STATED GOAL: Copy the material below, swapping "placing one point per instance" for "marking each instance with a single point" wherever it occurs and leaving everything else unchanged.

━━━━━━━━━━━━━━━━━━━━

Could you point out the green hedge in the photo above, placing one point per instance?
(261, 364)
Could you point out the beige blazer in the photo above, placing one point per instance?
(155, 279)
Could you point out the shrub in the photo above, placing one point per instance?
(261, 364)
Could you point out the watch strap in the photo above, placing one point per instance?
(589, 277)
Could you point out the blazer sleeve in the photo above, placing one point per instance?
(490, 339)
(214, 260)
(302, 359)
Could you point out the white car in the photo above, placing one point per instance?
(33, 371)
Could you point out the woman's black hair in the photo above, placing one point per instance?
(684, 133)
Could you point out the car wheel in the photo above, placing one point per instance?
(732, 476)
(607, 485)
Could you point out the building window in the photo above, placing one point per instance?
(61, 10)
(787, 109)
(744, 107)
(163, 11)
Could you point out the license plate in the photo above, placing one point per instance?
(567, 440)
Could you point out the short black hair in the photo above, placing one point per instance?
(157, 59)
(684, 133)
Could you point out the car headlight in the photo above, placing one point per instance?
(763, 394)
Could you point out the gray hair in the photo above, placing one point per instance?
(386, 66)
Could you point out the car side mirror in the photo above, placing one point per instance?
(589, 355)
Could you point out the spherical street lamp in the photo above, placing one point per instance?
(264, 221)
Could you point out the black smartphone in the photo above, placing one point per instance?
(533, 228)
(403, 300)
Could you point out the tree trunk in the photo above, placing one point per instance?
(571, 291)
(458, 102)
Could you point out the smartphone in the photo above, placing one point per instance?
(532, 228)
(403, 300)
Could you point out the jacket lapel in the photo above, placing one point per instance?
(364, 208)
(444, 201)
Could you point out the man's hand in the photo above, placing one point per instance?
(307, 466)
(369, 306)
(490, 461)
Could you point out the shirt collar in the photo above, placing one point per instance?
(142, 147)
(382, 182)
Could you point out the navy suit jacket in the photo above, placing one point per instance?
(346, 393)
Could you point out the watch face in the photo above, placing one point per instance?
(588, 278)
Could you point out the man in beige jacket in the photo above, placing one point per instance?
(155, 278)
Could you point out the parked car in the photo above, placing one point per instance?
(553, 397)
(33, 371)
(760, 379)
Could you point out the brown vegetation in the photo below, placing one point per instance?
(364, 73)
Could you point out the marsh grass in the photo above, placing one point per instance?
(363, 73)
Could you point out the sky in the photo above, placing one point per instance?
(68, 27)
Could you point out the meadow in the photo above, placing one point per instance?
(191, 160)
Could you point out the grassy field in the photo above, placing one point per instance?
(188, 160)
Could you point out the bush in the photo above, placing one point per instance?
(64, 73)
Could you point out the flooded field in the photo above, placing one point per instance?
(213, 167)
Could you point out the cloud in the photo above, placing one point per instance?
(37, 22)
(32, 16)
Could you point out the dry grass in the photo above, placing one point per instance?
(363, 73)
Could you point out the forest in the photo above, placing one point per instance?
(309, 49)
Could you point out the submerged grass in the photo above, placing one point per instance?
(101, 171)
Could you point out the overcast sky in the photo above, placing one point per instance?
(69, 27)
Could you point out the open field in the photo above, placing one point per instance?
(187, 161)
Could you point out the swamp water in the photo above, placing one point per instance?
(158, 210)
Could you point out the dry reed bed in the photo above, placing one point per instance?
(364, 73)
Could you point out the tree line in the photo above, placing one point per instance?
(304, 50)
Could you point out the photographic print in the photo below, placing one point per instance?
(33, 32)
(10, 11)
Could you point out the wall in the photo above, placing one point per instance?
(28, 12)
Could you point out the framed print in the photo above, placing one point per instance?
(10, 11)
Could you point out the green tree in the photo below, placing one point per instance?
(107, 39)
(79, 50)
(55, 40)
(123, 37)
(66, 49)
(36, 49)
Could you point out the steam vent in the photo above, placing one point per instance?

━━━━━━━━━━━━━━━━━━━━

OUTPUT FOR THIS EXERCISE:
Could you point out the green hedge in the photo above, marking each instance with a single point?
(261, 364)
Could you point out the beige blazer in the photo above, marking each instance with a single point?
(155, 279)
Could you point out the shrub in the photo above, marking each instance with a single point?
(261, 364)
Could you point out the watch strap in the photo above, marking each instance with a single point?
(589, 277)
Could you point out the blazer sleeve in the photo above, marking each instance with a single point?
(490, 339)
(214, 260)
(302, 359)
Could you point out the white car in the photo above, marking each instance with a single point?
(33, 371)
Could you point out the woman's black hair in the photo above, marking each instance with a single point?
(684, 133)
Could you point out the car wheel in the photo above, marking each instance with a single point?
(732, 476)
(607, 485)
Could you point out the building window in the photo above, marking each instance with a single point?
(61, 10)
(787, 109)
(744, 107)
(163, 11)
Could you point out the license plate in the photo above, marking each instance with a single point?
(567, 440)
Could you point out the short black hair in the photo above, marking each instance with a single point?
(157, 59)
(684, 133)
Could you point out the car headlight in the photo above, marking each instance with a single point?
(763, 394)
Could you point out the gray hair in the photo above, marking each instance with a single point?
(386, 66)
Could you point out the car side mirror in the photo above, marking each instance with a single point?
(589, 355)
Could you point out the spherical street lamp in the photo above, marking each instance with a single point?
(264, 221)
Could you point out the black smartphone in the photo above, marking each instance with a single point?
(533, 228)
(403, 300)
Could you point out the tree trunk in the photo above, marking each instance with a single point?
(571, 291)
(458, 102)
Could you point out the smartphone in the photo above, marking each instance with a single point?
(532, 228)
(403, 300)
Could you point out the jacket lapel in the photo above, marking each instance with a single point?
(364, 208)
(444, 201)
Could you point out the man's hand in the photo above, marking each instance with a single point?
(307, 466)
(369, 306)
(490, 461)
Could you point out the shirt collar in the photo above, marking each instance with a single point?
(142, 147)
(382, 182)
Could you point out the navy suit jacket in the photo above, marking each instance with a single point?
(346, 393)
Could you point out the watch face in the photo above, marking each instance with a single point?
(588, 278)
Could you point out the man in beige jacket in the photo above, marking each instance with a single point?
(155, 278)
Could you point out the parked car in the photo above, marking each instance with a single point?
(553, 397)
(33, 371)
(760, 379)
Could you point out the brown vegetation in the photo below, marking each instance with a single point?
(364, 73)
Could you point out the marsh grass in the photo above, marking each instance with a single point?
(363, 73)
Could you point out the sky in the photo above, marking each instance with a single point?
(68, 27)
Could you point out the meadow in the photo above, marking each instance with a single point?
(191, 160)
Could you point out the grassy field in the photo above, marking each instance with a single point?
(188, 160)
Could you point out the bush in the photo above, marking each instance with a single point?
(64, 73)
Could you point out the flooded field in the photo above, marking each instance with a single point?
(213, 167)
Could you point out the cloud in the photo above, marking each instance with a single point?
(37, 22)
(32, 16)
Could you point out the dry grass in the photo above, marking each instance with a single point?
(363, 73)
Could you point out the forest in the photo above, marking each instance with a single point?
(309, 49)
Could you point out the submerged grass in the photo above, marking each instance with a single point?
(101, 171)
Could you point out the overcast sky in the photo above, marking each instance with a single point?
(69, 27)
Could you point out the open field in the photo above, marking each instance with a single point?
(187, 161)
Could you point out the swamp water in the photo above, marking each instance with a single point?
(158, 210)
Could you point out the dry reed bed in the photo above, marking each instance with a single point?
(364, 73)
Could you point out the tree line in the photo above, marking each instance with a single point?
(304, 50)
Could you point out the photographic print in the photo below, marking each instance with a single point?
(33, 32)
(10, 11)
Could you point out the wall in the photo above, marking each instance with a single point?
(28, 12)
Could you point out the framed print in the photo above, marking each instance with a single point?
(10, 11)
Could you point out the green tree in the photo below, marking each instance with a single point?
(107, 39)
(79, 50)
(55, 40)
(123, 37)
(66, 49)
(36, 49)
Could you point out the steam vent in the photo above, marking each instance with a single point?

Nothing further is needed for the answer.